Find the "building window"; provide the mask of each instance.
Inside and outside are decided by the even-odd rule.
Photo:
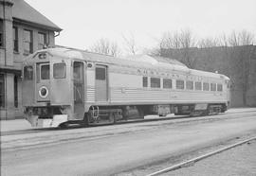
[[[202,90],[202,82],[194,82],[194,88],[196,91]]]
[[[0,108],[5,108],[5,78],[4,74],[0,74]]]
[[[150,79],[150,85],[152,88],[160,88],[160,81],[161,79],[158,78],[151,78]]]
[[[163,79],[163,88],[164,89],[172,89],[172,79]]]
[[[4,24],[3,20],[0,19],[0,47],[4,46]]]
[[[216,91],[216,84],[210,83],[210,91]]]
[[[45,33],[38,33],[38,49],[44,49],[46,45],[46,34]]]
[[[33,53],[33,33],[31,30],[24,30],[24,53]]]
[[[101,67],[96,67],[96,79],[105,80],[106,79],[106,69]]]
[[[222,84],[217,84],[217,91],[222,92]]]
[[[148,87],[148,78],[143,77],[143,87]]]
[[[23,76],[25,80],[33,79],[33,67],[32,66],[25,66],[23,71]]]
[[[14,107],[18,108],[18,77],[14,76]]]
[[[184,80],[181,79],[176,80],[176,89],[184,89]]]
[[[187,80],[187,81],[186,81],[186,89],[187,89],[187,90],[193,90],[193,81],[192,81],[192,80]]]
[[[64,79],[65,78],[65,63],[53,64],[53,78]]]
[[[13,51],[19,52],[18,28],[16,26],[13,26],[12,28],[12,36],[13,36]]]
[[[209,90],[210,90],[210,85],[209,85],[209,83],[207,83],[207,82],[204,82],[204,83],[203,83],[203,90],[204,90],[204,91],[209,91]]]

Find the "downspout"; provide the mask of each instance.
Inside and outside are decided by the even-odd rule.
[[[5,66],[7,66],[7,33],[6,33],[6,1],[3,1],[3,34],[4,34],[4,49],[5,49]],[[8,109],[7,109],[7,73],[4,75],[4,82],[5,82],[5,114],[6,114],[6,120],[8,119]]]
[[[6,1],[4,0],[3,1],[3,33],[4,33],[4,36],[5,36],[5,41],[4,41],[4,49],[5,49],[5,66],[7,66],[7,33],[6,33],[6,23],[5,23],[5,20],[6,20]]]

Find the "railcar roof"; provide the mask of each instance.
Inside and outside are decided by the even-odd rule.
[[[127,58],[116,58],[108,55],[92,53],[84,50],[79,50],[74,48],[66,47],[55,47],[48,48],[46,51],[51,53],[55,56],[60,56],[63,58],[74,58],[89,62],[98,62],[108,64],[130,66],[136,68],[146,68],[146,69],[156,69],[159,71],[164,70],[174,70],[185,72],[186,74],[192,74],[201,77],[210,77],[215,79],[229,79],[228,77],[216,74],[212,72],[206,72],[201,70],[194,70],[188,68],[185,64],[179,62],[176,60],[162,58],[162,57],[152,57],[149,55],[137,55],[130,56]],[[41,51],[38,51],[41,52]]]

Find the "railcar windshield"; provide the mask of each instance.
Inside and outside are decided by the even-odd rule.
[[[41,65],[41,79],[49,79],[49,64]]]
[[[53,64],[53,78],[64,79],[65,78],[65,63],[54,63]]]

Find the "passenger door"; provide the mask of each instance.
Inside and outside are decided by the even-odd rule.
[[[38,102],[50,100],[50,64],[36,63],[36,100]]]
[[[84,114],[84,62],[73,62],[73,92],[75,118],[82,119]]]
[[[107,66],[96,65],[95,68],[96,101],[108,100],[107,89]]]

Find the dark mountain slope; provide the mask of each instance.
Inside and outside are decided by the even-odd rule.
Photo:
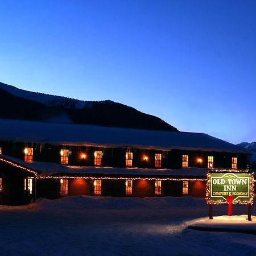
[[[0,118],[56,121],[65,117],[64,122],[179,131],[158,117],[111,101],[82,101],[0,85]]]

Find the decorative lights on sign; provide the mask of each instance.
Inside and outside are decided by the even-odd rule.
[[[42,176],[41,178],[42,179],[101,179],[101,180],[155,180],[155,177],[107,177],[107,176]],[[158,180],[172,180],[172,181],[183,181],[183,180],[187,180],[189,181],[206,181],[207,180],[207,179],[189,179],[189,178],[162,178],[159,179],[157,178]]]
[[[254,179],[249,172],[209,172],[206,200],[208,204],[253,203]]]

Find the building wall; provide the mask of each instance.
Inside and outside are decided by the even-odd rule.
[[[162,182],[162,195],[163,196],[181,196],[183,181],[163,181]]]
[[[188,155],[188,166],[207,168],[208,156],[214,157],[214,167],[231,168],[232,158],[237,158],[238,169],[246,169],[247,167],[246,154],[229,154],[226,152],[200,151],[181,151],[173,150],[169,151],[136,148],[110,148],[82,146],[52,145],[33,143],[0,142],[2,154],[24,159],[24,148],[33,147],[33,159],[35,161],[60,163],[60,150],[69,151],[69,164],[79,166],[94,166],[94,152],[96,150],[102,151],[102,166],[113,167],[125,167],[125,155],[127,151],[133,153],[133,166],[141,168],[155,168],[155,154],[162,154],[162,168],[176,169],[182,167],[182,155]],[[86,155],[85,159],[81,157],[82,153]],[[148,157],[147,161],[144,156]],[[201,158],[201,164],[197,159]]]
[[[199,180],[188,183],[188,195],[193,197],[205,197],[207,181]]]
[[[133,196],[146,197],[154,195],[154,180],[138,180],[133,181]]]
[[[2,183],[2,190],[0,191],[0,204],[21,205],[28,204],[32,200],[34,191],[32,194],[30,194],[24,188],[24,179],[34,176],[32,174],[0,162],[0,176]],[[34,180],[32,188],[34,190]]]
[[[71,196],[90,195],[90,181],[85,179],[70,179],[68,195]]]

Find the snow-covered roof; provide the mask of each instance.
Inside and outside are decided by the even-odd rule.
[[[250,154],[245,148],[204,133],[150,131],[4,119],[0,119],[0,140]]]
[[[183,169],[150,169],[140,168],[117,168],[104,167],[67,166],[55,163],[34,162],[27,163],[23,160],[10,156],[1,155],[1,158],[7,160],[15,164],[29,170],[36,171],[43,176],[58,174],[69,176],[117,175],[123,175],[141,176],[175,176],[180,177],[200,177],[206,178],[207,168],[189,167]]]

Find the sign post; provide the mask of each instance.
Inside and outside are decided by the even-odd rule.
[[[213,218],[213,205],[228,203],[229,216],[232,215],[232,204],[247,205],[248,220],[251,220],[253,203],[253,174],[228,171],[209,172],[207,175],[206,200],[209,204],[209,218]]]

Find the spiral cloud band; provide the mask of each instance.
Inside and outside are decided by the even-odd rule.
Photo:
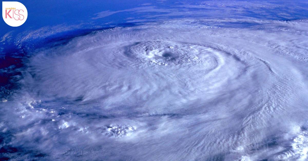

====

WHAT YOU WILL DO
Reproduce the items verbatim from their beginning through the line containing "[[[53,64],[53,78],[64,79],[65,78],[65,63],[54,63]]]", omitting the pictures.

RESPONSE FOR THIS EXERCISE
Find the "building window"; provide the mask of each instance.
Inside and outside are decided by the even-odd rule.
Photo:
[[[202,90],[202,82],[194,82],[194,88],[196,91]]]
[[[0,108],[5,108],[5,78],[4,74],[0,74]]]
[[[150,79],[150,85],[152,88],[160,88],[160,81],[161,79],[158,78],[151,78]]]
[[[163,79],[163,88],[164,89],[172,89],[172,79]]]
[[[4,24],[3,20],[0,19],[0,47],[4,46]]]
[[[216,91],[216,84],[210,83],[210,91]]]
[[[45,33],[38,33],[38,49],[44,49],[46,45],[46,34]]]
[[[33,53],[33,33],[31,30],[24,30],[24,53]]]
[[[101,67],[96,67],[96,79],[105,80],[106,79],[106,69]]]
[[[222,84],[217,84],[217,91],[222,92]]]
[[[148,87],[148,78],[143,77],[143,87]]]
[[[23,76],[25,80],[33,79],[33,67],[32,66],[25,66],[23,71]]]
[[[14,107],[18,108],[18,77],[14,76]]]
[[[184,80],[181,79],[176,80],[176,89],[184,89]]]
[[[187,80],[187,81],[186,81],[186,89],[187,89],[187,90],[193,90],[193,81],[192,81],[192,80]]]
[[[64,79],[65,78],[65,63],[53,64],[53,78]]]
[[[13,51],[19,52],[18,28],[16,26],[13,26],[12,28],[12,36],[13,36]]]
[[[209,90],[210,90],[210,85],[209,85],[209,83],[207,83],[207,82],[204,82],[204,83],[203,83],[203,90],[204,90],[204,91],[209,91]]]

Find the "downspout"; provide the mask of each instance.
Inside and outside are decided by the even-odd rule.
[[[5,66],[7,66],[7,33],[6,33],[6,1],[3,1],[3,34],[4,34],[4,49],[5,49]],[[8,109],[7,109],[7,73],[4,75],[4,82],[5,82],[5,114],[6,114],[6,120],[8,119]]]
[[[6,1],[4,0],[3,1],[3,33],[4,33],[4,36],[5,36],[5,41],[4,41],[4,49],[5,49],[5,66],[7,66],[7,33],[6,33],[6,23],[5,23],[5,20],[6,20]]]

Find the "railcar roof"; provide the mask of each instance.
Inside and outside are decided by the even-odd rule.
[[[127,58],[116,58],[108,55],[92,53],[84,50],[79,50],[74,48],[66,47],[55,47],[48,48],[46,51],[51,53],[55,56],[60,56],[63,58],[74,58],[89,62],[98,62],[108,64],[130,66],[136,68],[146,68],[146,69],[156,69],[159,71],[164,70],[174,70],[185,72],[186,74],[192,74],[201,77],[210,77],[215,79],[229,79],[228,77],[216,74],[212,72],[206,72],[201,70],[194,70],[188,68],[185,64],[179,62],[176,60],[162,58],[162,57],[152,57],[149,55],[137,55],[130,56]],[[41,51],[38,51],[41,52]]]

Find the "railcar windshield"; provide the mask of each instance.
Inside and outside are decided by the even-odd rule.
[[[41,65],[41,79],[49,79],[49,64]]]
[[[53,64],[53,78],[64,79],[65,78],[65,63],[54,63]]]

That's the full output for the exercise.